═════ Records provided

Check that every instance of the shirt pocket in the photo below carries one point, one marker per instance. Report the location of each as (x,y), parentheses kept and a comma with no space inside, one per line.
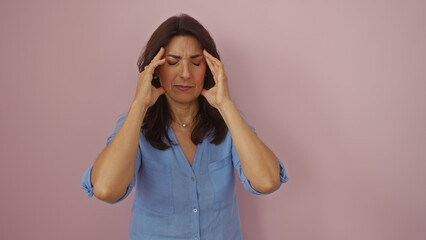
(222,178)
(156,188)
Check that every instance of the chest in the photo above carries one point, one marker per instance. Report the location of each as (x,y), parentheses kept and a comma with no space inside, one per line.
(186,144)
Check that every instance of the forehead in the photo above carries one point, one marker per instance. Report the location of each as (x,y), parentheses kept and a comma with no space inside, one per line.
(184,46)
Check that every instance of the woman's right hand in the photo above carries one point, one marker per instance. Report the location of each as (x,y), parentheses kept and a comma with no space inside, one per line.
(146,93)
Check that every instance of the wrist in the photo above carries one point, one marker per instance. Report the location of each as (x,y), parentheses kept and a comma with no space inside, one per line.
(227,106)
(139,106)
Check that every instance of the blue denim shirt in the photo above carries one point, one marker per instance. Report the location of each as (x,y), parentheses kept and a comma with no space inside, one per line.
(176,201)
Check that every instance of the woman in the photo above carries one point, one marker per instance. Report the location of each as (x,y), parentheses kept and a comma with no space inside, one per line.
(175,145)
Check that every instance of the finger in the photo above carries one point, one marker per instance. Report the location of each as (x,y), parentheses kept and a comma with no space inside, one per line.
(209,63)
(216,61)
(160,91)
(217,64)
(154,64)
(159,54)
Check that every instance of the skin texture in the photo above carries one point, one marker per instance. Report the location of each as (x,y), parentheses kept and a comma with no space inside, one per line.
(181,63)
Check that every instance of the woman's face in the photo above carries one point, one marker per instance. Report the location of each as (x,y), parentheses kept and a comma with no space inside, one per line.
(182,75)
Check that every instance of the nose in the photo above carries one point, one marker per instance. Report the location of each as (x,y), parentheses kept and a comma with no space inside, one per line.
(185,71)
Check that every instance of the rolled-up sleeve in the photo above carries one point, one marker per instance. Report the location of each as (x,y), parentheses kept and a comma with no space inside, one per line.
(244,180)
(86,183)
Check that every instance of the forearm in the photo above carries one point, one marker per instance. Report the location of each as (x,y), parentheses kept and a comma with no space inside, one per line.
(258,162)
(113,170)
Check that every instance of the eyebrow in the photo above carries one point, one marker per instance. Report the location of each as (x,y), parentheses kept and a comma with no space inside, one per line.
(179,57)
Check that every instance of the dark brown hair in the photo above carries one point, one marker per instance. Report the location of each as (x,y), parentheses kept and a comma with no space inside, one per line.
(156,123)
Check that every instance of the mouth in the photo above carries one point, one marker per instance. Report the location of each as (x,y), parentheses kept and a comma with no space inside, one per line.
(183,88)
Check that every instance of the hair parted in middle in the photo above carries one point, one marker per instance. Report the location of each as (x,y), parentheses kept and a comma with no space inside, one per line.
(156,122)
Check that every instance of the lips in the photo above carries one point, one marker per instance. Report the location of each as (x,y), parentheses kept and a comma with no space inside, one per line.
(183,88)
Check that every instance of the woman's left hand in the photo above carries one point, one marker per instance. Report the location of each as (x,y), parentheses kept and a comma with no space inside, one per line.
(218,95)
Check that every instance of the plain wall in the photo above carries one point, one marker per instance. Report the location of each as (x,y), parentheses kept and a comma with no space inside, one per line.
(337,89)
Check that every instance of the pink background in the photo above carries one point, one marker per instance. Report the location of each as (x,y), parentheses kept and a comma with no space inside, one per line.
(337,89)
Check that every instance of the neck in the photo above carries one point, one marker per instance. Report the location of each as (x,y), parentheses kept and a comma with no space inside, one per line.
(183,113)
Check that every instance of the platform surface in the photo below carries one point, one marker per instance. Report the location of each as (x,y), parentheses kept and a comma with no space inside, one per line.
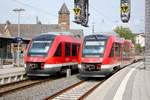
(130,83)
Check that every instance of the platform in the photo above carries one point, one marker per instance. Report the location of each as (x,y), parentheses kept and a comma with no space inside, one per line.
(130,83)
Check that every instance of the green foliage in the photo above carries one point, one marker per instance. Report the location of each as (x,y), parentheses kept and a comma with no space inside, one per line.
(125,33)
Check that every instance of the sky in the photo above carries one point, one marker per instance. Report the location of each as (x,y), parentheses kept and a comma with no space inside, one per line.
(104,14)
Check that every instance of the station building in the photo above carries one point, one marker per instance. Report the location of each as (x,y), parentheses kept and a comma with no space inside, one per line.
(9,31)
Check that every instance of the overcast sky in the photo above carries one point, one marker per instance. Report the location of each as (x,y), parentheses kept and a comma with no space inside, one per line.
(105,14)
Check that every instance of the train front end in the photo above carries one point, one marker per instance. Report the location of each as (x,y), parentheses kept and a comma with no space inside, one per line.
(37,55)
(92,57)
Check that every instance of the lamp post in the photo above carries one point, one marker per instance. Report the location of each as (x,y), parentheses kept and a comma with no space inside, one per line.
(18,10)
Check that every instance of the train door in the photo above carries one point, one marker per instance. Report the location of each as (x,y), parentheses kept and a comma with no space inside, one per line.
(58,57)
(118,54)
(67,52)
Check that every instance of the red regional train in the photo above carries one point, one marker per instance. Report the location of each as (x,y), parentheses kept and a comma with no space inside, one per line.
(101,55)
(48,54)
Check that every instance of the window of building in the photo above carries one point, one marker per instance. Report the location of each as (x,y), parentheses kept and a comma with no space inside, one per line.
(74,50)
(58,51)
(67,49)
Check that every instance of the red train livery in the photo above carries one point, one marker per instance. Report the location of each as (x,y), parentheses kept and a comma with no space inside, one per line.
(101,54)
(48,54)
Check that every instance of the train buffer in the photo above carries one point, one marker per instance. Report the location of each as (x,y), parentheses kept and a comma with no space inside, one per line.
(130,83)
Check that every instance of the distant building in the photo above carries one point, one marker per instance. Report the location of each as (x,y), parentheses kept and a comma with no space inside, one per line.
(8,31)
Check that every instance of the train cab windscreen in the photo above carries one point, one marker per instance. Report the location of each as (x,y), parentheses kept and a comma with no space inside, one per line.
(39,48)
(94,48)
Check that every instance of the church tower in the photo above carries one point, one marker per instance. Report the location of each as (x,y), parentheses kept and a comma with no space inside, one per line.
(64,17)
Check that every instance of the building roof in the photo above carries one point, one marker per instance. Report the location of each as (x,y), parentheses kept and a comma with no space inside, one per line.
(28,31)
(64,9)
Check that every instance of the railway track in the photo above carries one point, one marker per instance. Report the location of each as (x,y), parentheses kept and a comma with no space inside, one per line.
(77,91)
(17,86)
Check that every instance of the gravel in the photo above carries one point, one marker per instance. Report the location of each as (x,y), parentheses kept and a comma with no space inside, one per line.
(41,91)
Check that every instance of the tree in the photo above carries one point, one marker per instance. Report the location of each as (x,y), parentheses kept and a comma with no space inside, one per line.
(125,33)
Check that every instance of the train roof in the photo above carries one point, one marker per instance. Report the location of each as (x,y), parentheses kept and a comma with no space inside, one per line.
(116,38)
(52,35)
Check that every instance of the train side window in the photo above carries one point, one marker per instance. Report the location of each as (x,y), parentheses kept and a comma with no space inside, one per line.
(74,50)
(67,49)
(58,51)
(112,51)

══════════
═════ Records provided

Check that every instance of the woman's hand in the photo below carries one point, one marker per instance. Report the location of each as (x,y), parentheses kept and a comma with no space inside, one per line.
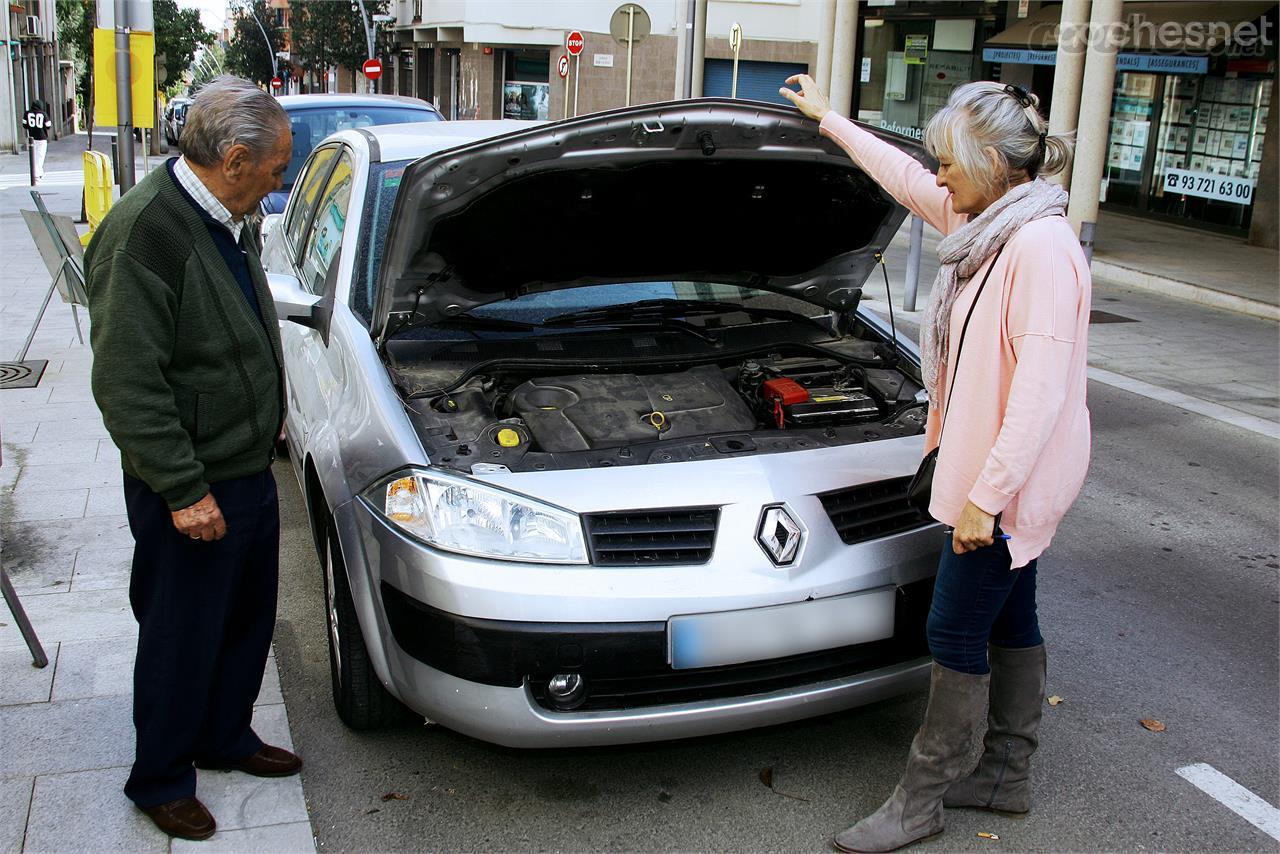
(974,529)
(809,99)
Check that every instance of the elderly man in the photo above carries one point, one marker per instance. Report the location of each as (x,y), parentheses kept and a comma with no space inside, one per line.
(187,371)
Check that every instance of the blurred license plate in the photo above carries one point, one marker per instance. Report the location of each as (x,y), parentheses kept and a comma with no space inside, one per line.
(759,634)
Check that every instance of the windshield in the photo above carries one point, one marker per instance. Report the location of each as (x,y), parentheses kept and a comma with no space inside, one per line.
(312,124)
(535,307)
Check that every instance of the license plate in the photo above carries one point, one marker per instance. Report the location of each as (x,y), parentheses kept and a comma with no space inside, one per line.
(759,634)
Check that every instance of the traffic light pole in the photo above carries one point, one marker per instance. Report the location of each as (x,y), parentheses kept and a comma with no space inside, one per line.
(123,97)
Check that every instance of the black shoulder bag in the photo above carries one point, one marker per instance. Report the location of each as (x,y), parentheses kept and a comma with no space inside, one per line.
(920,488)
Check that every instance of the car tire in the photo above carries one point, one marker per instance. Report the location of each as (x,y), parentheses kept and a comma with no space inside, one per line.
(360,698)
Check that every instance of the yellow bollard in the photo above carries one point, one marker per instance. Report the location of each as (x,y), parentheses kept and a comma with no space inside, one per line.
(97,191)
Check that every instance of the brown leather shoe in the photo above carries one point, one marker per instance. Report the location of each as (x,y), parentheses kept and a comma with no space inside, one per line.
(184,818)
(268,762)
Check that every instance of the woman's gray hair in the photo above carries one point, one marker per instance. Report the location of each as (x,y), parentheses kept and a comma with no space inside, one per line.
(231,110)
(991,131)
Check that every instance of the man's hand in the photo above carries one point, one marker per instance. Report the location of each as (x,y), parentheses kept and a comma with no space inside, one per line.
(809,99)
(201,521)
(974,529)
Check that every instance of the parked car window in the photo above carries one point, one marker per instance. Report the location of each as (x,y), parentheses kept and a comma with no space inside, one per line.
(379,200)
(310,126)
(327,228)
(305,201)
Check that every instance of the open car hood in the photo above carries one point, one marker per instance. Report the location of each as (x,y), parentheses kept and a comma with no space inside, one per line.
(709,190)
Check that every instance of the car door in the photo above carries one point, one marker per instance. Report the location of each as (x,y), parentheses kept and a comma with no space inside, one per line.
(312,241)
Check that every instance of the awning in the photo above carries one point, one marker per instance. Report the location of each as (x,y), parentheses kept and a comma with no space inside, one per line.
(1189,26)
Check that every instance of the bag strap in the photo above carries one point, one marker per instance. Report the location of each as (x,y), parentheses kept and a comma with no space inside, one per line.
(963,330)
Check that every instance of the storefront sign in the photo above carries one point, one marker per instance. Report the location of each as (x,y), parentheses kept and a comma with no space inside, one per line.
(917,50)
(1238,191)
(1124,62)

══════════

■ Directions: Filter the entries above so that only the lines containing the string "below" remain, and copy each of those lines in full. Treat the match as case-sensitive.

■ Correct output:
Check that every instance of the shirt pocket in the photo below carries one point, one marker per instance. Report the location of each as (x,y), parentheses kept and a comma with no space inside, one per line.
Check that every instance of the platform surface in the photo below carries one point, one marker per instance. Report the location of each as (x,y), parentheses kept and a comma with no space inside, one per line.
Check that every instance of the woman's hand in the photo below carries one point, one marker per instance. Report the location of each as (x,y), parentheses kept and a comma with no space inside, one per line.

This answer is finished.